25 July 2013 04:29 [Source: ICIS news]
SINGAPORE (ICIS)--Methanex generated a second-quarter net profit of $54m (€41m), up by 3.8% year on year, backed by higher sales volumes and prices of methanol, the Canadian producer said late on Wednesday.
Methanol sales volumes in the three months to June 2013 grew 9.0% year on year to 2.01m tonnes, while the average realised prices of the product increased 10.7% to $425/tonne, the company said in a statement.
The company posted an adjusted earnings before interest, tax, depreciation and amortization (EBITDA) of $157m in the second quarter, 39.8% higher year on year, it said.
In the first six months of 2013, the company’s net profit was up 54% year on year to $114m, Methanex said.
Sales volume for January-June this year increased 5.0% year on year to 3.84m tonnes, with the average realised price for methanol rising 9.1% to $418/tonne, it said.
Adjusted EBITDA for the six-month period increased 49.0% to $307m, Methanex said.
"The higher methanol pricing environment in the second quarter contributed to stronger EBITDA and earnings,” Methanex president and CEO John Floren said in the statement.

....

» Tasks for this exercise:
a - From the Methanex earnings report, list each metric given for the first six months of 2013, with its value and year-on-year change.
b - According to the Methanex earnings report, why did the company's second-quarter net profit rise?
c - Extend the Methanex earnings report past its final sentence.

....

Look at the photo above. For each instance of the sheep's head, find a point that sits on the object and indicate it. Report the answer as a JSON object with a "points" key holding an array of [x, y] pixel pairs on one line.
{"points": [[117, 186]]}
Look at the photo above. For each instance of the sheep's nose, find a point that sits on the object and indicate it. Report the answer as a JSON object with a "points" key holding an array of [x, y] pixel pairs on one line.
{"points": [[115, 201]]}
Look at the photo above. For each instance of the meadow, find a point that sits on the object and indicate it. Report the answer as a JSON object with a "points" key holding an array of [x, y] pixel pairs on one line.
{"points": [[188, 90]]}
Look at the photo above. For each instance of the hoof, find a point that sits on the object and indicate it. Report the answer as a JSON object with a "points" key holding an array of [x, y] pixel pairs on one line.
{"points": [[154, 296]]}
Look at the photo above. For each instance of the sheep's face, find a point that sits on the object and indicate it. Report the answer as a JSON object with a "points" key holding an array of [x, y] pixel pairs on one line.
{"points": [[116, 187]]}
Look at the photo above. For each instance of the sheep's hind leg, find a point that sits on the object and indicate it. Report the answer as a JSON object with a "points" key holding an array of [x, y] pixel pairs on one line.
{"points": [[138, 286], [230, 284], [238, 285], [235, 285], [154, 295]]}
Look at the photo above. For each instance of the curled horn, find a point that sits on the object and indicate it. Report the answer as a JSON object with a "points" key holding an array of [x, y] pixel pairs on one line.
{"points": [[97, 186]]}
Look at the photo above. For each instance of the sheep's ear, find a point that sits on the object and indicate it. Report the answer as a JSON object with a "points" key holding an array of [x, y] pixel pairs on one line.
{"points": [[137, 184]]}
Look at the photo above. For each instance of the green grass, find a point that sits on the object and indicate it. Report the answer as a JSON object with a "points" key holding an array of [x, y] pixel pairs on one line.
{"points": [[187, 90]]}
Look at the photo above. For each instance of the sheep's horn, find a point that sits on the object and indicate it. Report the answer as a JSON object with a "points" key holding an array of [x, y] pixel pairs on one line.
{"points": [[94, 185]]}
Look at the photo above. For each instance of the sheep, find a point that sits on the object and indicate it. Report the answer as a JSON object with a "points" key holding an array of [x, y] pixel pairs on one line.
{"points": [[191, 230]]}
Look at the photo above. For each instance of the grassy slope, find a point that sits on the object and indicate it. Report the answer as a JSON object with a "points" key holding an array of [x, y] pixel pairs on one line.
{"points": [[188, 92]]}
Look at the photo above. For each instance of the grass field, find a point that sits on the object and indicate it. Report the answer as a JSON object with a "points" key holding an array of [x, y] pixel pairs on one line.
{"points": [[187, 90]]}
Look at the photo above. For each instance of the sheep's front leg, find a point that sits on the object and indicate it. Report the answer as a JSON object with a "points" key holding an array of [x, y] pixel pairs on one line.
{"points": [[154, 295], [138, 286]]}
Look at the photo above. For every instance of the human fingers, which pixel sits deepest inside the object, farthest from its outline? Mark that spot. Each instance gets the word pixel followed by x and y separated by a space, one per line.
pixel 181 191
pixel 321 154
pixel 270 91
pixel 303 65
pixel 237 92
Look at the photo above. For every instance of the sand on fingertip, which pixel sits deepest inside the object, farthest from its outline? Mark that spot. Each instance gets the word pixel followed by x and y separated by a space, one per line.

....

» Expected results:
a -
- Net profit: $114m, up 54%
- Sales volume: 3.84m tonnes, up 5.0%
- Average realised methanol price: $418/tonne, up 9.1%
- Adjusted EBITDA: $307m, up 49.0%

b - The rise to $54m was backed by higher methanol sales volumes and prices. Sales volumes grew 9.0% to 2.01m tonnes, and the average realised price rose 10.7% to $425/tonne. CEO John Floren said the higher methanol pricing environment contributed to stronger EBITDA and earnings.

c -
“Entering the third quarter, we continue to move forward on a number of growth projects. These projects are expected to expand our annual operating capacity by approximately three million (3m) tonnes over the next three years, representing a 60% capacity increase," he said.
Methanex’s initiatives at Motonui in New Zealand and at Medicine Hat in Canada are expected to add up to 1m tonnes of annual production capacity by the end of 2013, Floren said.
Methanex is also in the process of relocating two of its idle facilities in Chile to Geismar, Louisiana in the US. During the June quarter, the company incurred $54m in capital expenditures related to the projects.
“The 1m tonne Geismar I facility is expected to be operational by the end of 2014 and the 1m tonne Geismar II facility is expected to be operational in early 2016,” the company added.